> Stated task: Write each line word for word, from the line that contains "In this exercise you will pick out the bath mat" through the last line of the material below.

> Material provided:

- - -

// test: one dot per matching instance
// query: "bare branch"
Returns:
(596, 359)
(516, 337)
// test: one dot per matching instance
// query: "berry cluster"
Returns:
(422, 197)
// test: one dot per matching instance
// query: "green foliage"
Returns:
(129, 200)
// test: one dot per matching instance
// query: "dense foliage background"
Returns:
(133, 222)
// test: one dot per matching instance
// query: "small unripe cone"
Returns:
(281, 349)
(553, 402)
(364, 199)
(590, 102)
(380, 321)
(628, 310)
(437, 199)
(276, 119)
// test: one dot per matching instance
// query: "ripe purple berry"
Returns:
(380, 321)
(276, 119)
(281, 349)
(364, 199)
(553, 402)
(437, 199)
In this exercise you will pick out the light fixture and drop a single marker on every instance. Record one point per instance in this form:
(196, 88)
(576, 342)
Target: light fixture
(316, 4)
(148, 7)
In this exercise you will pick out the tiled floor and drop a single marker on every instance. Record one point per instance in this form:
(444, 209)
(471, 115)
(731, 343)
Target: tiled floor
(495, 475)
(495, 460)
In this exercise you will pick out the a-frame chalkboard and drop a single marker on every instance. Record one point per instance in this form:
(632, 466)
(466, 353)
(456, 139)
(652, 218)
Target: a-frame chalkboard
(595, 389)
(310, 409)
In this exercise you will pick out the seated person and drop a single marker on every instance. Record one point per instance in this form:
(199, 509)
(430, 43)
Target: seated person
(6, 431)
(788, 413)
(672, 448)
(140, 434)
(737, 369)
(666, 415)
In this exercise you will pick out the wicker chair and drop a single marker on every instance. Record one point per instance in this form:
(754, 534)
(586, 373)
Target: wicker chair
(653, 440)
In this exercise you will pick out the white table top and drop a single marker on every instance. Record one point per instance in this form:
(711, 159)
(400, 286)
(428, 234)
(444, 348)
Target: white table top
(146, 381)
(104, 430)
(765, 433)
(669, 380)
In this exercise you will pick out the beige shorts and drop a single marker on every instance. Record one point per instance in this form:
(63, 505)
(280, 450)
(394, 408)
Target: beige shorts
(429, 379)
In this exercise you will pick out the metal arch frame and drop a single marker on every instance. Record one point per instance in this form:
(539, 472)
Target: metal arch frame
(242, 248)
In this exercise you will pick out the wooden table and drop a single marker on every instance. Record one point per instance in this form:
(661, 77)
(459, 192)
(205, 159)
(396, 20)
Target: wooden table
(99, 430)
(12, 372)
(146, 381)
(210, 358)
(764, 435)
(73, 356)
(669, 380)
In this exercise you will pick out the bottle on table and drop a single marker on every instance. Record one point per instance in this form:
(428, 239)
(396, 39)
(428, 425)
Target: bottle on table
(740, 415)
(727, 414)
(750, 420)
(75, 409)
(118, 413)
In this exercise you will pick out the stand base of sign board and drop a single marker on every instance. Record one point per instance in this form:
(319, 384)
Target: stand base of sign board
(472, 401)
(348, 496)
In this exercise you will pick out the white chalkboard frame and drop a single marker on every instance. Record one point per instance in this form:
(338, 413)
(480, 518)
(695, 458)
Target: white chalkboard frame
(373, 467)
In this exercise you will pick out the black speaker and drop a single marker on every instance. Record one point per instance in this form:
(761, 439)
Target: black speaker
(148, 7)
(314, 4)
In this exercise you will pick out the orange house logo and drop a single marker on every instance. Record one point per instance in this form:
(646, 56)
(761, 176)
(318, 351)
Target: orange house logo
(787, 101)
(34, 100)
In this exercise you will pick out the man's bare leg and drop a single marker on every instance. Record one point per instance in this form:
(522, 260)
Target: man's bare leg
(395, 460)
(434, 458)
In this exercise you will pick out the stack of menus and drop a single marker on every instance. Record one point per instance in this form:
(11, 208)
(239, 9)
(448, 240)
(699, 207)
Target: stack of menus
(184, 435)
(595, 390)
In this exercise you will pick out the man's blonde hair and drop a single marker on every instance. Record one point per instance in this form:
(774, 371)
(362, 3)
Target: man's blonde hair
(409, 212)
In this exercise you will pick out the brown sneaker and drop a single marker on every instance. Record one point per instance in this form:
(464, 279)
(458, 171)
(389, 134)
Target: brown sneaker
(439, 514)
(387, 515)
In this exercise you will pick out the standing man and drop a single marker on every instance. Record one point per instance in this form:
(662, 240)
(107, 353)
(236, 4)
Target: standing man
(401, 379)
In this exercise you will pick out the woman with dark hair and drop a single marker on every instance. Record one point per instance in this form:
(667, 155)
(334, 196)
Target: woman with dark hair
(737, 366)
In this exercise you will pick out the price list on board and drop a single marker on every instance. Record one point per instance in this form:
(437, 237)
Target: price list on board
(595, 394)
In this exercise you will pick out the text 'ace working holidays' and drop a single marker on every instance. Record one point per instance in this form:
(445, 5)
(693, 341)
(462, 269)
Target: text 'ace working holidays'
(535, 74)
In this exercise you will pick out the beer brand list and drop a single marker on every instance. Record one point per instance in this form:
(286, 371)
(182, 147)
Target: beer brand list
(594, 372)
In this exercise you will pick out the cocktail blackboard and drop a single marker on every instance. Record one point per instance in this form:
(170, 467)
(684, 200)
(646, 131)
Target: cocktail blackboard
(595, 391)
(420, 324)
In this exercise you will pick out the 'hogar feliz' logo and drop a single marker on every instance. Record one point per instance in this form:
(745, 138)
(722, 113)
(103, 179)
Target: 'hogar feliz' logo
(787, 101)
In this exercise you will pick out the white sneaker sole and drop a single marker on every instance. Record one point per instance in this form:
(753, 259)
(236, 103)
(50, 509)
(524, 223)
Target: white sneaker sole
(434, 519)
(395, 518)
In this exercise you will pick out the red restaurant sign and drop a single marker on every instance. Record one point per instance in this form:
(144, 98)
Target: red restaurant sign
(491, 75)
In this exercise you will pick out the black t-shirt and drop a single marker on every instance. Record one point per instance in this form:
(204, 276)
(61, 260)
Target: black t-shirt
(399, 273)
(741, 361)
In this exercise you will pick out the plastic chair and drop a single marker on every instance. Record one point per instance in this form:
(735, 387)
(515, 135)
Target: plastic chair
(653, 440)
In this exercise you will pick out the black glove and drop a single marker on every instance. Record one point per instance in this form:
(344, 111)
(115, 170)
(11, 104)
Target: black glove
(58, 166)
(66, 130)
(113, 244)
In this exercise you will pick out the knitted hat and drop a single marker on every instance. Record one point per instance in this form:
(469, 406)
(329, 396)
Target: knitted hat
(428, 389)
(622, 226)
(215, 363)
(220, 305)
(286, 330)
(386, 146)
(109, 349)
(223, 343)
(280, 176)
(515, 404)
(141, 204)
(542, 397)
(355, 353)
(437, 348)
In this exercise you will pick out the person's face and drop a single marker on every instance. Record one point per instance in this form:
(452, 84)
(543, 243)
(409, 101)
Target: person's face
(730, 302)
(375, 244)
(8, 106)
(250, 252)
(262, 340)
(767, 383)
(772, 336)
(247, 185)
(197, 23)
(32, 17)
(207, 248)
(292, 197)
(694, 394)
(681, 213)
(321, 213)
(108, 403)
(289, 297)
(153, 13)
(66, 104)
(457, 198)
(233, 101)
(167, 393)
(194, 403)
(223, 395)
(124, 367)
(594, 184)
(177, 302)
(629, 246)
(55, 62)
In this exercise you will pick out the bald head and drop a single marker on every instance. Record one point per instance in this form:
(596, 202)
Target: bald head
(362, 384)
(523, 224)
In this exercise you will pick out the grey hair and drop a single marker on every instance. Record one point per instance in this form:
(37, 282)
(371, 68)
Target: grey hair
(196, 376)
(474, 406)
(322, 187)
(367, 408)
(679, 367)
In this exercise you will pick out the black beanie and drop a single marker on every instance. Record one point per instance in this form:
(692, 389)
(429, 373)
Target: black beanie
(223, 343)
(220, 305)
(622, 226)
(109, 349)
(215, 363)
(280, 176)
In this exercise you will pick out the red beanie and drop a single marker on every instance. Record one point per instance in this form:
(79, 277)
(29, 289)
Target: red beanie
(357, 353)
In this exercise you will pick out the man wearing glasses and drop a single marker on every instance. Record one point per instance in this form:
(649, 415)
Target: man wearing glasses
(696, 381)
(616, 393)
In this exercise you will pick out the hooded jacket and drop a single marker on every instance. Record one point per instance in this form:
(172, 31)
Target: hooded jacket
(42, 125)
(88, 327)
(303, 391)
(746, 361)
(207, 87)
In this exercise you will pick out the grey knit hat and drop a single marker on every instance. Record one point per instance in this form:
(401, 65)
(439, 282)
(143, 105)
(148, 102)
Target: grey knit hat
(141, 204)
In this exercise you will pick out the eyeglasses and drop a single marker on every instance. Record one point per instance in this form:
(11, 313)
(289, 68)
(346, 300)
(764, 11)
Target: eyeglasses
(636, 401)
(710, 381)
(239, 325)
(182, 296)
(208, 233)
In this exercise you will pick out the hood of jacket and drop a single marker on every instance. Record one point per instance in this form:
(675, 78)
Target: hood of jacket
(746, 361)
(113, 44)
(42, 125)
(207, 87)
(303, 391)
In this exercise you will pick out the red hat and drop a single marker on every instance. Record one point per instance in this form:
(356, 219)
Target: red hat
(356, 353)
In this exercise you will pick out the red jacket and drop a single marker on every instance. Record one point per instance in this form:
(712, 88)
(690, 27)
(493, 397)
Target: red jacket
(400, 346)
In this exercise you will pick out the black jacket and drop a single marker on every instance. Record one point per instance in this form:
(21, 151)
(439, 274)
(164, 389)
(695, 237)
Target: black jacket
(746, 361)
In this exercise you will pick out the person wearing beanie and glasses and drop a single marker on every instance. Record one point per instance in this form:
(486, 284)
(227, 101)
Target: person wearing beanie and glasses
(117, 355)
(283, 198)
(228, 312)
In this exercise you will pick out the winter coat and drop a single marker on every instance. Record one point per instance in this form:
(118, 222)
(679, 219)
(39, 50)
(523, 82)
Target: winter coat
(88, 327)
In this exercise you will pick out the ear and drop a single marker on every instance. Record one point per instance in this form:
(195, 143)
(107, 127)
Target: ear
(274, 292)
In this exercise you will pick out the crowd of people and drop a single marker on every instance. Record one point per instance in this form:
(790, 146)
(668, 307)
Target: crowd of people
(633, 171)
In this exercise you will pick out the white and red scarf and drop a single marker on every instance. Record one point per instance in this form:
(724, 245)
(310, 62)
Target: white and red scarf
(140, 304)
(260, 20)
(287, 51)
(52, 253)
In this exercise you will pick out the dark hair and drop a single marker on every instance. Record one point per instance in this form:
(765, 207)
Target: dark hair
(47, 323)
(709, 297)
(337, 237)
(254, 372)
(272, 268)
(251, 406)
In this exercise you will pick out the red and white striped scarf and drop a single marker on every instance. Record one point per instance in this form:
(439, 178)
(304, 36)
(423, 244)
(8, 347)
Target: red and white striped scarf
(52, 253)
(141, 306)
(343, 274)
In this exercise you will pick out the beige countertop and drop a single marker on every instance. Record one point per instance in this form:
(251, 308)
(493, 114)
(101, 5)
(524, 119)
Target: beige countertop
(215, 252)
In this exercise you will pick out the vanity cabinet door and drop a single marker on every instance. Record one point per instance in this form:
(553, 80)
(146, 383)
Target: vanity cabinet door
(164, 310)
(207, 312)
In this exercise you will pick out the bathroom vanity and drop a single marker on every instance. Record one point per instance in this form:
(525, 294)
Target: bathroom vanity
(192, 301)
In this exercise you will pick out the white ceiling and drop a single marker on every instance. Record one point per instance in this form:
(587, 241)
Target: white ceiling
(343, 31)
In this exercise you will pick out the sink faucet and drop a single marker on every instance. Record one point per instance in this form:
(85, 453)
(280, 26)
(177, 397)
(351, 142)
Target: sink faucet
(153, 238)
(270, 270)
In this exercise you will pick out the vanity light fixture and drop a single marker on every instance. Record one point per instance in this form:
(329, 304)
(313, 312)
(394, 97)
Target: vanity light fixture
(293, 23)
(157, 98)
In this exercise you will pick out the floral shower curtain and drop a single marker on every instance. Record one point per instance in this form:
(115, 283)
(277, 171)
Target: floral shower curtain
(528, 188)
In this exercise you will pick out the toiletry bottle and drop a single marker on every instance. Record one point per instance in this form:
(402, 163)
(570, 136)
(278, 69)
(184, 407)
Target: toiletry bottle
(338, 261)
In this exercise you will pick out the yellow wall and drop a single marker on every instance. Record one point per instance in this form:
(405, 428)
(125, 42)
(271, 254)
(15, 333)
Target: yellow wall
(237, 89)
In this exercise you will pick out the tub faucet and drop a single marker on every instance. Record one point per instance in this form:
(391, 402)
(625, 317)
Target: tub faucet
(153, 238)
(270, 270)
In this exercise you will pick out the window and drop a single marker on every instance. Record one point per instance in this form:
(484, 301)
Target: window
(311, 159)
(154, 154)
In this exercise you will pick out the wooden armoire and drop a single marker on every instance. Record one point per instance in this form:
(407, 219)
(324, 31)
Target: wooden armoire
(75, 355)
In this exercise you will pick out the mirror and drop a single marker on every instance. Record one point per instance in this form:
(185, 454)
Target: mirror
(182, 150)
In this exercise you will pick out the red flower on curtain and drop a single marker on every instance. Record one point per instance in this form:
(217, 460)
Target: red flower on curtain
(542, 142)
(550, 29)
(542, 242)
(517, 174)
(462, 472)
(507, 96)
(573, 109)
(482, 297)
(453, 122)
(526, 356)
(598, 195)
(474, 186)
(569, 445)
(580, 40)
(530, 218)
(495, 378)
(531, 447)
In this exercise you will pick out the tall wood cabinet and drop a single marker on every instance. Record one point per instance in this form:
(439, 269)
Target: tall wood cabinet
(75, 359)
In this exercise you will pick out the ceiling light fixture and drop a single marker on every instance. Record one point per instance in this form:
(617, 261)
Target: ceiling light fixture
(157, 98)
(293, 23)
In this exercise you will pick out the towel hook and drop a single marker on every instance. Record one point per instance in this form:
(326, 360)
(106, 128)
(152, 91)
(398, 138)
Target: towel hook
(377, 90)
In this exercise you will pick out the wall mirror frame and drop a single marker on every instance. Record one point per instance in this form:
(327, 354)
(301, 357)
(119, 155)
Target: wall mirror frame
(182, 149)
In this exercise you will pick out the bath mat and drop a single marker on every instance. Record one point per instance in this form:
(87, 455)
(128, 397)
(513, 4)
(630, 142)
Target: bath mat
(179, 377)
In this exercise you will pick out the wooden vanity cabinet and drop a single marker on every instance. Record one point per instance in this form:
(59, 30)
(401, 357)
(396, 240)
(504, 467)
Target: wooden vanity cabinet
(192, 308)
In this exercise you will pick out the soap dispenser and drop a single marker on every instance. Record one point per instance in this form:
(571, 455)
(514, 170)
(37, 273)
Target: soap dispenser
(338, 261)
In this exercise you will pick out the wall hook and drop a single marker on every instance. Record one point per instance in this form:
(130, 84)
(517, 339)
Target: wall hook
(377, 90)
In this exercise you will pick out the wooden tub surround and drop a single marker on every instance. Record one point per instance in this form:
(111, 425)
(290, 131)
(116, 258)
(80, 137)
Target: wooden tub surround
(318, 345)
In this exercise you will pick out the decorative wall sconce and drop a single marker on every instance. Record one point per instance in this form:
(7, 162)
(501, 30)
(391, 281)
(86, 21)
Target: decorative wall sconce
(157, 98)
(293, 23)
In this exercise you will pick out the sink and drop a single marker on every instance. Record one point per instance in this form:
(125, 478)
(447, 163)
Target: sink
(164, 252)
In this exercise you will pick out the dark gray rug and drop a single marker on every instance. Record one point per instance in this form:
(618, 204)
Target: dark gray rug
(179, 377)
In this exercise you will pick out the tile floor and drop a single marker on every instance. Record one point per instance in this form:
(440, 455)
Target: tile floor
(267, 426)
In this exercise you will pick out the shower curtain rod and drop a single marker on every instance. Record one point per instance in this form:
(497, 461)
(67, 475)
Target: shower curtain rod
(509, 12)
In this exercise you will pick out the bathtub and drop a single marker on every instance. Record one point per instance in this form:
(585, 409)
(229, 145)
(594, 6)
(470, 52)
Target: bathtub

- - -

> Task answer:
In this exercise you will pick out the bath mat and drop a single marker on every instance. Record one point per instance in this form:
(87, 455)
(128, 397)
(513, 4)
(630, 142)
Target: bath mat
(179, 377)
In this exercise you will pick out the wooden vanity cabinet and drop a single marker on every instance. Record one point per instance in this form:
(59, 30)
(401, 357)
(396, 240)
(504, 467)
Target: wooden vanity cabinet
(192, 308)
In this exercise you will pick out the soap dispenser and drop a single marker on every instance. Record one point per instance in this form:
(571, 455)
(514, 170)
(37, 273)
Target: soap dispenser
(338, 261)
In this exercise you will pick out the wall hook and drop a single marker on every instance. Record one point per instance in this form:
(130, 84)
(517, 339)
Target: wall hook
(377, 90)
In this exercise you will pick out the wooden tub surround and drop a single marker on every instance. Record one point per instance in this form:
(111, 425)
(290, 131)
(116, 258)
(80, 137)
Target: wooden tub surround
(318, 345)
In this exercise you will pick out the decorative wall sconce and drop a single marker on every instance. Record one point per instance in this form:
(7, 162)
(501, 30)
(391, 281)
(86, 21)
Target: decorative wall sconce
(157, 98)
(293, 23)
In this exercise you will pick out the sink and drop a single marker on every instance. Record one point per instance in this form:
(125, 478)
(447, 163)
Target: sink
(164, 252)
In this exercise you will pick out the dark gray rug and drop a single marker on every instance. Record one point per instance in this form:
(618, 204)
Target: dark gray rug
(179, 377)
In this exercise you will pick out the tile floor and drop a single marker on every instance. Record one point per instance in this form:
(440, 455)
Target: tile floor
(267, 426)
In this exercise you will pick out the shower curtain rod and drop a single marker on every instance. Record one point per instance in this form:
(497, 461)
(67, 475)
Target: shower curtain rod
(509, 12)
In this exercise you will pick out the bathtub and drop a single marker on every instance. Record one point per instance in this form:
(585, 409)
(229, 145)
(594, 6)
(470, 52)
Target: bathtub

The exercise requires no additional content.